DATASET RECORDS Block Start

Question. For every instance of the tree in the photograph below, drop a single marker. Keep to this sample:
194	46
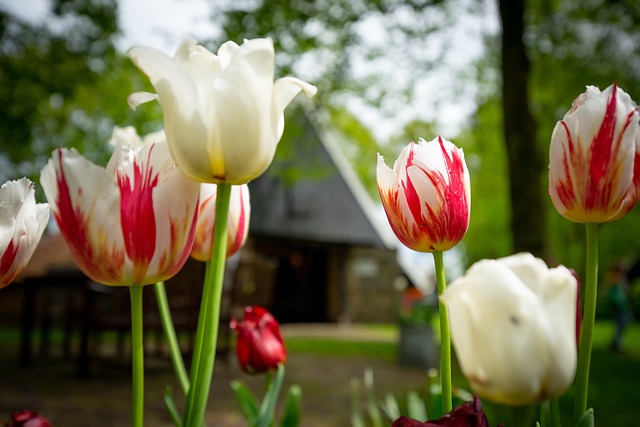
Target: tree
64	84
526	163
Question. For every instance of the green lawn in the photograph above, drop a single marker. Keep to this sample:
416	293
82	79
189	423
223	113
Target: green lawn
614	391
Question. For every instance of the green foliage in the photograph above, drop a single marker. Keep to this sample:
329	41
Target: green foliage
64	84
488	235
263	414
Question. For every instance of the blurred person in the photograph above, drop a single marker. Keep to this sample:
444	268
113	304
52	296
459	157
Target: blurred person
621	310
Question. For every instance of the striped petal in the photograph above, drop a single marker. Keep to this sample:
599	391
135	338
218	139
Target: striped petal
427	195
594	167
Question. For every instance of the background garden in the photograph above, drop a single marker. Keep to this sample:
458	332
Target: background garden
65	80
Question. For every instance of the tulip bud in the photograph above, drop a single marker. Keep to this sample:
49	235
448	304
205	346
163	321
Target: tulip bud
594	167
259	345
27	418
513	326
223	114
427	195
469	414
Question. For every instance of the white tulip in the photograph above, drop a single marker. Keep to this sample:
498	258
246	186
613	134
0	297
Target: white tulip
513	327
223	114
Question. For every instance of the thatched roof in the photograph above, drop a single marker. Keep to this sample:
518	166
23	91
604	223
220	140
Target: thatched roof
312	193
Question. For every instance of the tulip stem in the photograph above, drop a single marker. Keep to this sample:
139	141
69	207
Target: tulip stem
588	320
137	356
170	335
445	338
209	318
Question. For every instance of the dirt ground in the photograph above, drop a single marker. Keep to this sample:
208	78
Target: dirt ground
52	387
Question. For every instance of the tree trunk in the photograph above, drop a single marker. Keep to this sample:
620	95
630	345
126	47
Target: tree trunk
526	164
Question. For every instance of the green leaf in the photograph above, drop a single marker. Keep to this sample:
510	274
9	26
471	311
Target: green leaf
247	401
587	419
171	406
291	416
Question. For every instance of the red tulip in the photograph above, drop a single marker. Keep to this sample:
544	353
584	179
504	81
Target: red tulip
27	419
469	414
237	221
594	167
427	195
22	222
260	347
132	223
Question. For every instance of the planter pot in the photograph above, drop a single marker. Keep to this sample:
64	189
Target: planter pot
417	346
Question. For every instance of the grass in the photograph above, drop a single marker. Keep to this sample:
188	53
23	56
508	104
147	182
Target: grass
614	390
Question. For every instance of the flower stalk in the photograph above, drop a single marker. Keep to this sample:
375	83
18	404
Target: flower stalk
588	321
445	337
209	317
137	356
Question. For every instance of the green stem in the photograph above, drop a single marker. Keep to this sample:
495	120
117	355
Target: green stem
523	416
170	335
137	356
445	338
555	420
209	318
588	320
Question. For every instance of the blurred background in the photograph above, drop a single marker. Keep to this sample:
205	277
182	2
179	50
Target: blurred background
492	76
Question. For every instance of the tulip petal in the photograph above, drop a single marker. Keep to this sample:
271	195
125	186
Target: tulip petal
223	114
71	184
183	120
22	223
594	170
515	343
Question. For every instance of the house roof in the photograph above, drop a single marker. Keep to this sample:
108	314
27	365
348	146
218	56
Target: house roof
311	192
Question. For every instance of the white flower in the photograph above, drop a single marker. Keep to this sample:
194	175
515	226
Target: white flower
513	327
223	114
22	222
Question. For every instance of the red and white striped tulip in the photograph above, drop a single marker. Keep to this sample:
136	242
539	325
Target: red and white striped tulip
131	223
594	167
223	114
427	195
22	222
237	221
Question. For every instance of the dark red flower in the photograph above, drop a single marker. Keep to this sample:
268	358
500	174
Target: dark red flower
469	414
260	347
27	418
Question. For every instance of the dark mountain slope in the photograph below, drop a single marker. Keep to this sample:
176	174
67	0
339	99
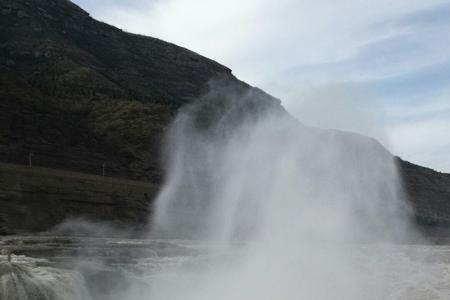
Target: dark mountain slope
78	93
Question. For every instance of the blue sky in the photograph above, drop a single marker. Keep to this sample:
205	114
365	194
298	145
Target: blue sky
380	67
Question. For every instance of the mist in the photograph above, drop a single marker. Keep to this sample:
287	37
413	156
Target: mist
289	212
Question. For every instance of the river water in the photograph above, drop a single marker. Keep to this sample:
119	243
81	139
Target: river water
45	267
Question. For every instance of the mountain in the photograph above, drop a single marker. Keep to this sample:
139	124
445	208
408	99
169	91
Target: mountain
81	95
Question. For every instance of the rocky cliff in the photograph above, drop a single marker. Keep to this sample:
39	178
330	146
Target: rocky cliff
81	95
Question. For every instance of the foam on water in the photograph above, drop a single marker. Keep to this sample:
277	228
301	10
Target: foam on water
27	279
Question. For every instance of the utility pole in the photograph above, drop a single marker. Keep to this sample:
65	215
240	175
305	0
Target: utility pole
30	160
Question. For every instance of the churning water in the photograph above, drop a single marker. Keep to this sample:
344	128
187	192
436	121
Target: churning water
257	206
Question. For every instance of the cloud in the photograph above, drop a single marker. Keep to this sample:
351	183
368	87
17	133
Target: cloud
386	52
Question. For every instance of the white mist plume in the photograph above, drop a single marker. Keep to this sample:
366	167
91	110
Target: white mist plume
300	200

DATASET RECORDS Block End

» **EXERCISE DIRECTIONS**: Nothing but the exact text of the records should appear in your answer, with no pictures. Please write it out.

» **THE ANSWER**:
Question. For every instance of the tree in the photograph below, drop a single marker. Keep to this sample:
194	46
Target: tree
64	84
526	163
Question. For every instance of the green lawn in the photograph above, drop a single marker. Keep to this sample:
416	293
82	79
189	423
223	113
Target: green lawn
614	391
Question. For every instance of the green foliage in the photograph above, drop a single marker. Keep to this sample:
329	41
Target: green foliage
64	84
488	235
263	414
Question. For every instance of the blurred person in the photograph above, drop a single marker. Keep to this sample:
444	268
113	304
52	296
459	157
Target: blurred person
621	310
Question. For every instance of the striped petal in the photograph above, drop a single marker. Keep to this sample:
599	391
135	338
218	139
Target: striped petal
427	195
594	167
Question. For every instance of the background garden in the photograph above, drop a single marker. Keep to this sample:
458	332
Target: background garden
65	80
Question. For every instance of the tulip bud in the photograph above, drop a single marker. Keep to this sample:
49	235
448	304
205	346
163	321
Target: tulip bud
594	167
259	345
27	418
513	326
223	114
427	195
469	414
Question. For every instance of the white tulip in the photograph above, drop a single marker. Keep to this sample:
498	258
246	186
613	134
0	297
Target: white tulip
513	327
223	114
Question. For every instance of the thatched roof in the photograph above, drop a single marker. Keep to this sample:
518	166
23	91
604	223
220	140
Target: thatched roof
312	193
Question. For every instance of the tulip stem in the photograph above, drop a single marker. Keep to this sample:
139	141
69	207
Target: tulip stem
588	320
137	356
170	335
445	338
209	318
Question. For every instance of the dirt ground in the photograph above, drop a single marker. Keep to this sample:
208	78
Target: dirt ground
52	387
Question. For every instance of the tree trunk in the photograph above, drop a single marker. Keep to this sample:
620	95
630	345
126	47
Target: tree trunk
526	164
Question. For every instance of the green leaf in the photograph above, drop a single marker. Keep to this sample:
510	274
9	26
471	311
Target: green leaf
247	401
587	419
171	406
291	416
Question. For every instance of the red tulip in the photograph above, drop a single marker. Keep to this sample:
544	353
584	179
504	81
Target: red tulip
27	419
469	414
237	221
594	167
427	195
22	222
260	347
132	223
Question. For every instance of the planter pot in the photograph above, drop a single marker. Keep to this sample:
64	189
Target: planter pot
417	346
Question. For every instance of the grass in the photograph above, drop a single marker. Keep to this sample:
188	53
23	56
508	104
147	182
Target: grass
614	390
Question. For every instance of the flower stalk in the photograph above, drop a single marker. Keep to this sample:
375	83
18	404
Target: flower stalk
588	321
445	337
209	317
137	356
Question. For every instance of the green stem in the photograph above, drop a single marker. Keep to this sample:
495	120
117	355
Target: green stem
523	416
170	335
137	356
445	338
555	420
209	318
588	320
Question. For every instance of the blurred background in the photograph above, drop a single marker. Keep to this sample:
205	277
182	2
179	50
Target: blurred background
492	76
Question. For every instance of the tulip petal in the photograph above, drop a single marker. Keep to this sample:
271	195
125	186
Target: tulip petal
223	114
71	184
183	120
22	223
594	170
515	343
Question. For every instance of the house roof in the photograph above, drop a single marker. Keep to this sample:
108	314
27	365
348	146
218	56
Target: house roof
311	192
Question. For every instance of the white flower in the photograph above, drop a single marker. Keep to this sample:
194	175
515	226
Target: white flower
513	327
223	114
22	222
Question. For every instance of the red and white striped tulip in the photograph above, drop a single marker. Keep to this sample:
136	242
539	325
Target: red and white striped tulip
131	223
594	167
223	114
427	195
22	222
237	221
Question. For every instance of the dark red flower in the photograph above, drop a single marker. Keep to this sample:
268	358
500	174
Target: dark red flower
469	414
260	347
27	418
Question. For every instance of the dark mountain slope in the photograph below, drop a single marker. Keep to this sample:
176	174
67	0
339	99
Target: dark mountain slope
78	93
Question. For every instance of the blue sky in the photograph above, drop a single marker. Keep to this sample:
205	114
365	194
298	145
Target: blue sky
380	67
Question. For every instance of the mist in the photograph above, drop a single marker. Keep to this sample:
287	37
413	156
Target: mist
289	212
Question. For every instance of the river water in the photograph above, drop a single marker. Keep to this sample:
119	243
81	139
Target: river water
45	267
Question. For every instance of the mountain in the photograph above, drop a single marker. Keep to this sample:
139	124
445	208
408	99
169	91
Target: mountain
81	95
Question. For every instance of the rocky cliff in the photograph above, drop a single marker. Keep to this sample:
39	178
330	146
Target: rocky cliff
81	95
Question. For every instance of the foam on water in the photograph above, drop a single marker. Keep to this sample:
277	228
301	10
Target: foam on water
27	279
Question. For every instance of the utility pole in the photograph above, drop a single marker. Keep to this sample:
65	215
240	175
305	0
Target: utility pole
30	160
Question. For every instance of the churning water in the photograph above, drop a single marker. Keep to this sample:
344	128
187	192
436	121
Target: churning water
257	206
Question. For every instance of the cloud in the photograph above, drop a single marker. Keep to this sample:
351	183
368	87
17	133
Target: cloud
386	52
Question. For every instance of the white mist plume in the photograph above, drop a single marker. Keep to this sample:
366	167
91	110
Target: white mist plume
300	200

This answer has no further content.